EXERCISE INPUT |
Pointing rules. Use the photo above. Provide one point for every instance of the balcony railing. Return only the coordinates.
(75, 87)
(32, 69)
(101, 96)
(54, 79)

TASK BRIEF | The records above must be output exactly, in full.

ANSWER TO THIS TASK |
Pointing rules. Use the photo above. Provide one point for every instance of the balcony railing. Return only the coordinates.
(75, 87)
(32, 69)
(101, 96)
(54, 79)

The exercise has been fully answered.